■ WORK INSTRUCTIONS:
Write out exactly, with no other output, the lines below from the one that contains "of the left" through the end.
*** MATERIAL PROVIDED
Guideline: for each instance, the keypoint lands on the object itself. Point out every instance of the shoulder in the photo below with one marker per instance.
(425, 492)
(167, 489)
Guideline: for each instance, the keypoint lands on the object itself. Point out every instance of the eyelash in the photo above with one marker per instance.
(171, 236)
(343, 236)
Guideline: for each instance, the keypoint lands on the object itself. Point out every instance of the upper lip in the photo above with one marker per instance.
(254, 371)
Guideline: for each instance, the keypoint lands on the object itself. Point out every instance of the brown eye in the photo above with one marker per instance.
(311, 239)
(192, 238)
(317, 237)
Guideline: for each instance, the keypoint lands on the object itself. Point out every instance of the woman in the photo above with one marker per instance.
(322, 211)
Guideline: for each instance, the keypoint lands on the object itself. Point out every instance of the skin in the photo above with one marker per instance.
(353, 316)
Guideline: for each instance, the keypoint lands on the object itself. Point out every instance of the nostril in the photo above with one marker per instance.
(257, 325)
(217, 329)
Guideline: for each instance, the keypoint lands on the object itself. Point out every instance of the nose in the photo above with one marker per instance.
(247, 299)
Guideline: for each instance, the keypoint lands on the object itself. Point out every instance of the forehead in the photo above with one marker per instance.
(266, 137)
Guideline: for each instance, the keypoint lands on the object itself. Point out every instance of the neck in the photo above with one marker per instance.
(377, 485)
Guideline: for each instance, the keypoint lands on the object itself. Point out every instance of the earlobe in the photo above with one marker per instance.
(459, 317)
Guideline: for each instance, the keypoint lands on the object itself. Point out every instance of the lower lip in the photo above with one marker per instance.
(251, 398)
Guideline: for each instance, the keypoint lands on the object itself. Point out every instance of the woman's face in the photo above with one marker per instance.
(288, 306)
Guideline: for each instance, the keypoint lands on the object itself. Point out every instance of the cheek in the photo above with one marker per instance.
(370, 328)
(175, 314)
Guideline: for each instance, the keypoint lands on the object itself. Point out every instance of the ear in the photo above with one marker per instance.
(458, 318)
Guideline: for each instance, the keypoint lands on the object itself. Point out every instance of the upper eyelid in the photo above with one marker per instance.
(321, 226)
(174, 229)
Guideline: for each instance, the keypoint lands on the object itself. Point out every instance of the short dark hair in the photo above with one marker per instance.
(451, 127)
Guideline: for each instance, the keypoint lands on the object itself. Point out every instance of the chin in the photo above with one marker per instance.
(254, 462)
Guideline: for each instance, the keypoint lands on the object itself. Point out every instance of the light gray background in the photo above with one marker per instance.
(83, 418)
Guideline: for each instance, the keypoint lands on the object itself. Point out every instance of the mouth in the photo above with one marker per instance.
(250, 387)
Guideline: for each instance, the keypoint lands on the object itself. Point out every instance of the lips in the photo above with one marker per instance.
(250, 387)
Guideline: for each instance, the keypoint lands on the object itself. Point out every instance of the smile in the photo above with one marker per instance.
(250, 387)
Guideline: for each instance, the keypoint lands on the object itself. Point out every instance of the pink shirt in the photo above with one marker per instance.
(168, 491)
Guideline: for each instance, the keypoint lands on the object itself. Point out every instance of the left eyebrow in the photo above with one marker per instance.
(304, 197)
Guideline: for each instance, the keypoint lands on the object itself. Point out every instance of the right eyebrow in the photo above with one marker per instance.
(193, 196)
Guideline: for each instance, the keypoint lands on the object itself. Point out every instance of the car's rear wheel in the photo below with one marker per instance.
******
■ ANSWER TO THIS PROBLEM:
Guideline: for each instance, the keypoint lands on the object itself. Point out every instance of the left eyebrow in the photo above with one marker per instance.
(304, 197)
Guideline: for each instance, the keypoint lands on the object itself. Point out every instance of the right eyebrow in the photo above with one marker per instance.
(193, 196)
Guideline: for each instance, the keypoint lands on the object itself. Point out every instance of the car's rear wheel in the photo below with one marker per instance.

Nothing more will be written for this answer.